Given data start

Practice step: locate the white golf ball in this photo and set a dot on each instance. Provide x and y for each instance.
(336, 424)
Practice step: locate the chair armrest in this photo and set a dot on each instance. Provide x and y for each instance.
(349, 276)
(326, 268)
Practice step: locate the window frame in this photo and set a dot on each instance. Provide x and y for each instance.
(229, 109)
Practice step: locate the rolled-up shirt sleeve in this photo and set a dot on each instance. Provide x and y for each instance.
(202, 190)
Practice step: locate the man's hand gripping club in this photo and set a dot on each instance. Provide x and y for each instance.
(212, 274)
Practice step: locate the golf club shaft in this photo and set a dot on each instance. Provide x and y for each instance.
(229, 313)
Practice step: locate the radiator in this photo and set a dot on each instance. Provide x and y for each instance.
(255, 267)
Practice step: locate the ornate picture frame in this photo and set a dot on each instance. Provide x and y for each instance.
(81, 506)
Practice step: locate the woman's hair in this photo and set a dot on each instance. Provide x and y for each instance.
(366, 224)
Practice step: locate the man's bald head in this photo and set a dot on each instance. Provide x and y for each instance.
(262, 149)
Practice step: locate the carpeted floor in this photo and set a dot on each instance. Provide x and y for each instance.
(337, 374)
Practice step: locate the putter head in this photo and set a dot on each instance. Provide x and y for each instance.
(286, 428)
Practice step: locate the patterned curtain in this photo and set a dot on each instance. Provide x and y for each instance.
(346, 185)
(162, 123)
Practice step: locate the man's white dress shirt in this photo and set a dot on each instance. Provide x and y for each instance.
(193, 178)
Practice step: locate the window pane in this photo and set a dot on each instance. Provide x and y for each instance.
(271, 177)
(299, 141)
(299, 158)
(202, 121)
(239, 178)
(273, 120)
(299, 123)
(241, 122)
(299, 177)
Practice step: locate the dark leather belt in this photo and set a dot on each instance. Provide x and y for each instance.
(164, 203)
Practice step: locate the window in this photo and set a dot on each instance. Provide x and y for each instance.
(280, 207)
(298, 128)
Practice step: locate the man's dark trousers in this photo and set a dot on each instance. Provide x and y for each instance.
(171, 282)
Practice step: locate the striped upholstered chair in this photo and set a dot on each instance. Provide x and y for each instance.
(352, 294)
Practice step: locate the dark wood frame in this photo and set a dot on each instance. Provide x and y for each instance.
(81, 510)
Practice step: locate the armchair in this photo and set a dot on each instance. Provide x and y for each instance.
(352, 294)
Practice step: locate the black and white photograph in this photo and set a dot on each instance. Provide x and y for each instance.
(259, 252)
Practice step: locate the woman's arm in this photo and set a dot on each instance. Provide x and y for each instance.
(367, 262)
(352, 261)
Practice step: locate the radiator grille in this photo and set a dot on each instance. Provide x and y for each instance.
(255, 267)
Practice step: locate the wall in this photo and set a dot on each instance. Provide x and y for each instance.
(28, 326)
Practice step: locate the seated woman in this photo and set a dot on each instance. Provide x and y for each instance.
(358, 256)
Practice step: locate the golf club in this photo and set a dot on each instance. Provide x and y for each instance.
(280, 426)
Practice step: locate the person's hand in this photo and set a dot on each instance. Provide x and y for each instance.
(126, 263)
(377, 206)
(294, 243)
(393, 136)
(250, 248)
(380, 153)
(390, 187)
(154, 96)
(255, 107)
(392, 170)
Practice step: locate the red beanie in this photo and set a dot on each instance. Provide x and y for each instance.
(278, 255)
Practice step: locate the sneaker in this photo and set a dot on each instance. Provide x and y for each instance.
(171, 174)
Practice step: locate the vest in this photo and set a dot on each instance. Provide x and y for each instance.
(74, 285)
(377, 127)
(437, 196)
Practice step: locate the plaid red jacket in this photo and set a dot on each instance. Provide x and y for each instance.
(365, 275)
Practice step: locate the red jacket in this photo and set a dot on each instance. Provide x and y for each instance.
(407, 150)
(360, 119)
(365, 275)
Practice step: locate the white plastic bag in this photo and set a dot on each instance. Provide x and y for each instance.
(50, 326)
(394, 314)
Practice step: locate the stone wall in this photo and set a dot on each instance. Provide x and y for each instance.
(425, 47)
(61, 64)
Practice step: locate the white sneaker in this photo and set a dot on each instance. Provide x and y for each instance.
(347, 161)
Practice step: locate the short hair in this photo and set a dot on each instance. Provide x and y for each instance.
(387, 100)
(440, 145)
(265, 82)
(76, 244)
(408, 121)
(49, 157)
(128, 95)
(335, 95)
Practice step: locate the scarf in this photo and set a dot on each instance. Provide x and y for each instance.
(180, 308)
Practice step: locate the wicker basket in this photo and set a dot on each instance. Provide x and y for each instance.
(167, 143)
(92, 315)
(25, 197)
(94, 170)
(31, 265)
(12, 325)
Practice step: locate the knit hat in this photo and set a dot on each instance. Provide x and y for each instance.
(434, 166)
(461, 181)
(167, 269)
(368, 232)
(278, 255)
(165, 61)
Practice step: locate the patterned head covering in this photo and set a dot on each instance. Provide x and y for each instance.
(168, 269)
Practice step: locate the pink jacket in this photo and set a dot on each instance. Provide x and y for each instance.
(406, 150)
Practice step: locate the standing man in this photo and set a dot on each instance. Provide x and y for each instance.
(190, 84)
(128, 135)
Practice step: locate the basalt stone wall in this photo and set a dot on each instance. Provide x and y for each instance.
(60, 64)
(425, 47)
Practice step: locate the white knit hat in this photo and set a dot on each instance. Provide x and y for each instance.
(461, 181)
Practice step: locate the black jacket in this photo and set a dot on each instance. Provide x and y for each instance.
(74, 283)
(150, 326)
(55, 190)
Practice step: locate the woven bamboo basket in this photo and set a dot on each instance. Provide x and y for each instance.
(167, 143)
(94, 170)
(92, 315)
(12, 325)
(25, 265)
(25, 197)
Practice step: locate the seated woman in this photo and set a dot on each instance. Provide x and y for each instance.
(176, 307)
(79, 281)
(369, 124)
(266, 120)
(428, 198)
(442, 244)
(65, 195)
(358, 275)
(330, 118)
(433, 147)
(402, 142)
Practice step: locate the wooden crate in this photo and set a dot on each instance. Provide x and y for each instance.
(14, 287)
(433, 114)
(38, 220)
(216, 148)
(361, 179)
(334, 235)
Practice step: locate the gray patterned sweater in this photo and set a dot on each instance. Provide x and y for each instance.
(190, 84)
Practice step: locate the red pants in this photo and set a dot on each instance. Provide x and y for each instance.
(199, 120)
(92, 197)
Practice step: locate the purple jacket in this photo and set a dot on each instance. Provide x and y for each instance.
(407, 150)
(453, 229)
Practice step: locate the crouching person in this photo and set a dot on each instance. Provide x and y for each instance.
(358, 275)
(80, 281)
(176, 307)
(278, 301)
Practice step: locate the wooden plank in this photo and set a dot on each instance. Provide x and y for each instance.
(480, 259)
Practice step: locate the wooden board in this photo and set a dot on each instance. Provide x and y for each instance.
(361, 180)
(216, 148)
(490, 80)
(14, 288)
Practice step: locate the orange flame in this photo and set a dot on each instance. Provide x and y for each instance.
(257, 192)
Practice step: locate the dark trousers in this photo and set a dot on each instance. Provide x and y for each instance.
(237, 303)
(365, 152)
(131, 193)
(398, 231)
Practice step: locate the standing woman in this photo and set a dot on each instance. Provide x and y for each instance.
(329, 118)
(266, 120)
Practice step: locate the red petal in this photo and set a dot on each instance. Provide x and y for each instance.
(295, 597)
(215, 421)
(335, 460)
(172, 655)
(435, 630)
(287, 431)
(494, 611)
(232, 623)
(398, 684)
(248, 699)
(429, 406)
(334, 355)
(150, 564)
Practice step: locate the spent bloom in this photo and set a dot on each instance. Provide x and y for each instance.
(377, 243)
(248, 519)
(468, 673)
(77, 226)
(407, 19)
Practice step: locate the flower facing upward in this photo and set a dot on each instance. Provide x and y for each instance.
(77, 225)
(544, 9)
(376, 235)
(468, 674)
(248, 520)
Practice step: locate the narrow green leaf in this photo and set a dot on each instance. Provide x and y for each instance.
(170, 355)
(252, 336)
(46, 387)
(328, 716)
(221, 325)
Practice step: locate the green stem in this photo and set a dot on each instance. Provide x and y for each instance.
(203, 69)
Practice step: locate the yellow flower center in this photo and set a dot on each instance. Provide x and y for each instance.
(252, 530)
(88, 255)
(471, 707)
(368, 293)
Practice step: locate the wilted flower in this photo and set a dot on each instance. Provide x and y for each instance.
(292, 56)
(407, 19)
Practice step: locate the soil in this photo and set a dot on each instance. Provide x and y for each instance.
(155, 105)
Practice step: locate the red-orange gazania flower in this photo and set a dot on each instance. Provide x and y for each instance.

Given data end

*What you should do*:
Return every line from the one holding "Practice step: locate the yellow" through the end of the data, exactly as it appears, with both ends kept and nothing else.

*Solution to this task*:
Practice step: locate the yellow flower center in this photo and set a dot on each instance. Provide x and y for each instance.
(252, 530)
(88, 255)
(471, 707)
(368, 293)
Practice step: locate the wilted flower in this photo and set a dot on each instance. Provide x and y for each instance.
(292, 56)
(407, 19)
Practice step: locate the soil in this photo and set a dot on each instance. Provide x and y for each instance.
(155, 105)
Practice step: locate the red-orange gazania flower in this photo and set a dot on each instance. Provide x and y for each instance.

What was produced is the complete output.